* **AUSZUG**
....................
Was als ausreichendes Interesse und als Rechtsverletzung gilt, bestimmt sich nach den Erfordernissen innerstaatlichen Rechts und im Einklang mit dem Ziel, der betroffenen Öffentlichkeit im Rahmen dieses Übereinkommens einen weiten Zugang zu Gerichten zu gewähren. Zu diesem Zweck gilt das Interesse jeder Nichtregierungsorganisation, welche die in Artikel 2 Nummer 5 genannten Voraussetzungen erfüllt, als ausreichend im Sinne des Buchstaben a. Derartige Organisationen gelten auch als Träger von Rechten, die im Sinne des Buchstaben b verletzt werden können.

Absatz 2 schließt die Möglichkeit eines vorangehenden Überprüfungsverfahrens vor einer Verwaltungsbehörde nicht aus und lässt das Erfordernis der Ausschöpfung verwaltungsbehördlicher Überprüfungsverfahren vor der Einleitung gerichtlicher Überprüfungsverfahren unberührt, sofern ein derartiges Erfordernis nach innerstaatlichem Recht besteht.“

3.2.9.2. Die Art. 3, 4 Abs. 1 und 2 und 11 der EU-Richtlinie 2011/92/EU des Europäischen Parlaments und des Rates vom 13.12.2011 über die Umweltverträglichkeitsprüfung bei bestimmten öffentlichen und privaten Projekten (in Folge: „UVP-RL“) lauten:

„Artikel 2

(1) Die Mitgliedstaaten treffen die erforderlichen Maßnahmen, damit vor Erteilung der Genehmigung die Projekte, bei denen unter anderem aufgrund ihrer Art, ihrer Größe oder ihres Standortes mit erheblichen Auswirkungen auf die Umwelt zu rechnen ist, einer Genehmigungspflicht unterworfen und einer Prüfung in Bezug auf ihre Auswirkungen auf die Umwelt unterzogen werden. Diese Projekte sind in Artikel 4 definiert.“

[…]

„Artikel 3

(1) Die Umweltverträglichkeitsprüfung identifiziert, beschreibt und bewertet in geeigneter Weise nach Maßgabe eines jeden Einzelfalls die unmittelbaren und mittelbaren erheblichen Auswirkungen eines Projekts auf folgende Faktoren:

a) Bevölkerung und menschliche Gesundheit;

b) biologische Vielfalt, unter besonderer Berücksichtigung der gemäß der Richtlinie 92/43/EWG und der Richtlinie 2009/147/EG geschützten Arten und Lebensräume;

c) Fläche, Boden, Wasser, Luft und Klima;

d) Sachgüter, kulturelles Erbe und Landschaft;

e) Wechselbeziehung zwischen den unter den Buchstaben a bis d genannten Faktoren.
....................
* **AUSGEWÄHLTE EINTRÄGE**
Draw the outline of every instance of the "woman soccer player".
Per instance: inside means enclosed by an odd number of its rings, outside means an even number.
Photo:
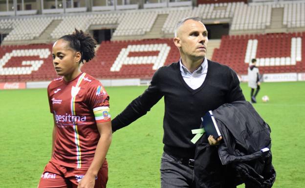
[[[94,57],[96,41],[75,29],[53,45],[57,74],[48,86],[54,116],[52,157],[39,188],[106,187],[105,159],[111,141],[109,96],[101,83],[81,71]]]

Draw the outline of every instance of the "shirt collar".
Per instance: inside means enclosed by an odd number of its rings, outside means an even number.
....................
* **ZU LÖSENDE AUFGABEN**
1. Welche Faktoren nennt der Auszug in Artikel 3 Absatz 1 unter Buchstabe c?
2. Übersetzen Sie den Satz „Derartige Organisationen gelten auch als Träger von Rechten, die im Sinne des Buchstaben b verletzt werden können.“ aus dem Auszug ins Englische.
3. Geben Sie den Auszug ab den Worten „b) biologische Vielfalt, unter“ bis einschließlich der Worte „d genannten Faktoren.“ wortgetreu wieder.
Stützen Sie sich ausschließlich auf den Auszug.

* **LÖSUNGEN**
1. Fläche, Boden, Wasser, Luft und Klima.

2. Such organizations are also deemed to be holders of rights that can be infringed within the meaning of point (b).

3.
b) biologische Vielfalt, unter besonderer Berücksichtigung der gemäß der Richtlinie 92/43/EWG und der Richtlinie 2009/147/EG geschützten Arten und Lebensräume;

c) Fläche, Boden, Wasser, Luft und Klima;

d) Sachgüter, kulturelles Erbe und Landschaft;

e) Wechselbeziehung zwischen den unter den Buchstaben a bis d genannten Faktoren.